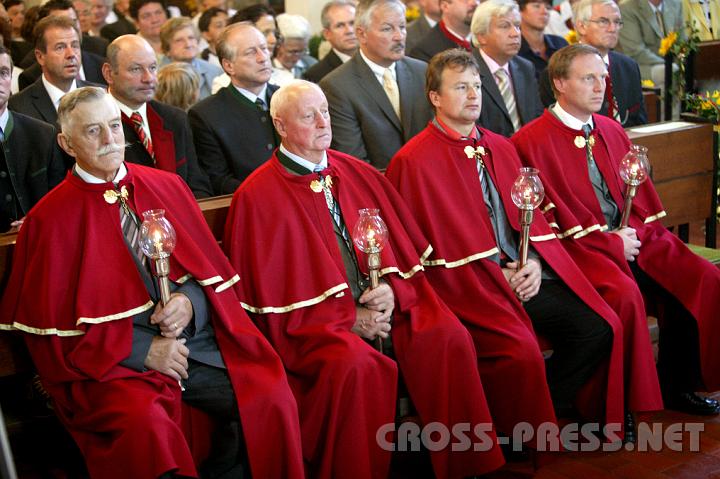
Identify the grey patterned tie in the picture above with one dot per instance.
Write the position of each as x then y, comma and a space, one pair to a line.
503, 82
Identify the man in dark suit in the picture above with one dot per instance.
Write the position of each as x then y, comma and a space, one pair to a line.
30, 160
232, 129
157, 135
452, 31
509, 90
58, 54
92, 48
598, 24
338, 20
419, 28
376, 99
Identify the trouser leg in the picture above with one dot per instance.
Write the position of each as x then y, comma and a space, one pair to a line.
581, 339
209, 389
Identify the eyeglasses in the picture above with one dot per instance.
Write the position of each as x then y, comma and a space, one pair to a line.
605, 22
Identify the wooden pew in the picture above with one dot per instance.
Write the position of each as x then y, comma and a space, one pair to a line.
683, 168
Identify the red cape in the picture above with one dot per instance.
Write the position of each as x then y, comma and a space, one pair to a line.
280, 237
547, 144
439, 182
75, 294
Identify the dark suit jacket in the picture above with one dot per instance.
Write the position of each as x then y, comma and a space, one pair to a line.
172, 144
494, 115
364, 123
318, 71
415, 32
232, 137
434, 42
34, 159
122, 27
627, 88
553, 43
92, 65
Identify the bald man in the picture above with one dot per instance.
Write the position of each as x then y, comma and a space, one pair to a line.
158, 135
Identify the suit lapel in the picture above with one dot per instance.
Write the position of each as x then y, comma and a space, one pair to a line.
489, 85
371, 86
42, 102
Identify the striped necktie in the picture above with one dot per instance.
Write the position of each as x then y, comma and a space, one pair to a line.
503, 82
137, 122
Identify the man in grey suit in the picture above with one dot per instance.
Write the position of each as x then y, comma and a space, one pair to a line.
510, 97
376, 99
58, 53
338, 20
420, 27
645, 24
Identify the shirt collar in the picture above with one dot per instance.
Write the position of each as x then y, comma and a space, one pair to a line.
343, 57
308, 165
494, 66
4, 119
569, 120
252, 96
54, 92
92, 179
127, 111
378, 70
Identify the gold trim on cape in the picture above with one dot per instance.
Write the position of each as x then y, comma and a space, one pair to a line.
463, 261
652, 218
227, 284
298, 305
41, 332
113, 317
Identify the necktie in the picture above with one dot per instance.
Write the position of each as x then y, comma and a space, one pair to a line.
391, 89
661, 24
503, 82
137, 122
613, 111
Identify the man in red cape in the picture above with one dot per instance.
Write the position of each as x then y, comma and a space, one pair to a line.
82, 296
579, 154
457, 179
289, 233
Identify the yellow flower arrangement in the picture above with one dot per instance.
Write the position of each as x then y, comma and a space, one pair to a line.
667, 43
571, 37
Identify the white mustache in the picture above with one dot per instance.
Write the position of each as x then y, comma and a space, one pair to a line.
109, 149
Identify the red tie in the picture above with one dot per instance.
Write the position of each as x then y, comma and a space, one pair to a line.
137, 122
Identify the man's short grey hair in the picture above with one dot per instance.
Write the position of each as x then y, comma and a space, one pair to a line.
485, 12
325, 15
582, 10
293, 26
289, 91
71, 100
366, 8
223, 48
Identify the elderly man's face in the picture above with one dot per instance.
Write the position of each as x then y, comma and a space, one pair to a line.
60, 61
341, 32
183, 45
383, 42
95, 138
459, 99
251, 67
582, 93
502, 40
151, 17
135, 80
5, 79
304, 123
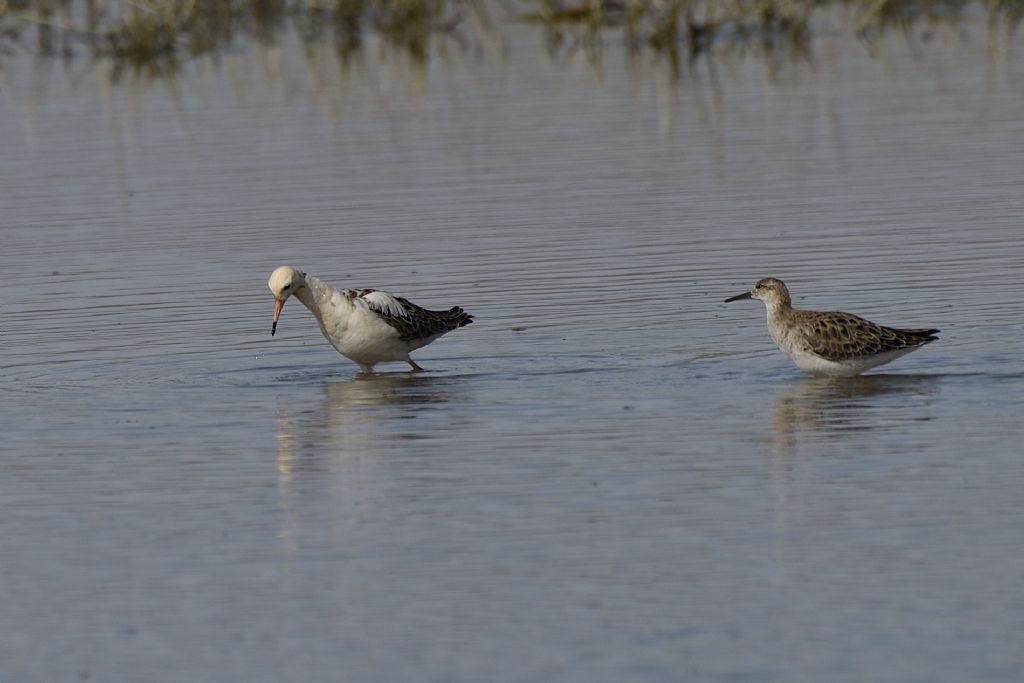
---*---
> Aim:
From the items above, pick out each line that contains the word "suit" and copy those lines in full.

> Full solution:
Identify the man in dark suit in the picture above with one dot per instance.
Identify the dark suit jacket in the picture above with one dot per instance.
Identify the suit lapel in the picture above with one dot per instance.
Identify the man in grey suit in the picture above with one dot per instance.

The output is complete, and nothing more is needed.